[Trecho do documento]

• Cuiabá, 03 de Dezembro - 00:00:00

Trava no Olho

Tempos pandêmicos. O vírus, inimigo invisível, deixa uma onda de rastros bastante nítida, tão cristalina quanto era, em períodos idos, a água do “Córrego das Estrelas” (O Prainha), cujas pedrinhas ao fundo poderiam ser vistas ao longe, diferentemente de agora, transformado em corredor de dejetos e sujeiras, sem a devida atenção do poder público. Marcas, igualmente, visíveis. Tanto quanto as ondas e correntezas provocadas pelo Covid-19, a despeito de uma porção de pessoas que teima em tentar escondê-las, no instante em que chama quem as divulgam (denunciam) de “alarmistas”, de “serem alimentadores do pânico”, acusando-os de “pregadores do quanto pior melhor”.

Mas, tragicamente, a equivocadamente chamada “gripezinha” ocasiona consequências desastrosas: prejuízos à economia, pobrezas, fechamento de portas e desempregos, sequelas em um sem número dos recuperados da contaminação, muitas mortes e uma dor imensurável em familiares e amigos dos que morreram. Dor sem fim. Ferida jamais cicatrizada. Isto é de uma obviedade tamanha...

[/Trecho do documento]
[Informações fornecidas]

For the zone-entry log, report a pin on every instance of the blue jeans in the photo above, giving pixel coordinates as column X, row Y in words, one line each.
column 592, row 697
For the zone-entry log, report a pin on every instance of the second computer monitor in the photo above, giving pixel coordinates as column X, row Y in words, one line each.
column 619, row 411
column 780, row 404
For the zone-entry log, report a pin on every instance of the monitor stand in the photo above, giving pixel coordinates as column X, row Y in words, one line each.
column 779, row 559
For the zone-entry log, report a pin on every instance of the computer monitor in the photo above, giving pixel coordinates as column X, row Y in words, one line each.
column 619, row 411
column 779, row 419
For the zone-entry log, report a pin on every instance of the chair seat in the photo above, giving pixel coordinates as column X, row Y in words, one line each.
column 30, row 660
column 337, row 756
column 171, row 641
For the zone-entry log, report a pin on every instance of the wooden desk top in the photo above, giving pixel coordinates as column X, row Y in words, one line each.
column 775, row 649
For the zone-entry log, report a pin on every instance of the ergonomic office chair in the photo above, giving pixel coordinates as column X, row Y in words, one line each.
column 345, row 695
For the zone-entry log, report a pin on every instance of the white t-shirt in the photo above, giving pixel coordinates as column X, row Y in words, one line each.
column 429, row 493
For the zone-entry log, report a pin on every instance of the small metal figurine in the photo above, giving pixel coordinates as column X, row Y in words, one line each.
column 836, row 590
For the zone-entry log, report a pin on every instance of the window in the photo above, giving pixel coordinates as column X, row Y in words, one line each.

[/Informações fornecidas]

### Tarefas
• A. Responda às perguntas abaixo com base no trecho do documento.
(i) Que outro nome o trecho dá ao "Córrego das Estrelas"?
(ii) Em que o córrego foi transformado, segundo o trecho?
(iii) Que nome equivocado se dá à doença no trecho?
• B. Reescreva em forma de lista o parágrafo do trecho do documento que começa com "Mas, tragicamente", mantendo os fatos principais.
• C. Continue o trecho do documento sobre a pandemia a partir da última frase mostrada.

### Tarefas resolvidas
• A.
(i) O trecho o chama também de O Prainha.
(ii) O córrego foi transformado em corredor de dejetos e sujeiras.
(iii) A doença é equivocadamente chamada de "gripezinha".

• B.
Consequências desastrosas da doença chamada equivocadamente de "gripezinha":
- prejuízos à economia;
- pobrezas;
- fechamento de portas e desempregos;
- sequelas em um sem número dos recuperados da contaminação;
- muitas mortes;
- uma dor imensurável e sem fim em familiares e amigos dos que morreram, uma ferida jamais cicatrizada.

• C.
Mas, estranhamente, ainda há os que não percebem todos esses rastros, e procuram escamotear a irresponsabilidade de um dado governante. O que obriga a citar aqui uma frase de Francisco Duarte Júnior, em seu livro “o que é realidade”: “se o homem vivesse no fundo do mar, a última coisa que ele perceberia seria exatamente a água”. Frase lapidar, pois revela o que nunca ficou encoberto: o óbvio, nem sempre, é notado por todos. Infelizmente! Tem gente que, por conveniência, finge não enxergar o que está à frente de seus olhos. Aliás, diz um dito antigo: “o pior cego é aquele que não quer ver”. Isto explica o porquê só se visualiza alguns dos crimes registrados, apenas alguns dos enormes desvios do dinheiro público, algumas práticas de peculatos e alguns atos ilegais e imorais.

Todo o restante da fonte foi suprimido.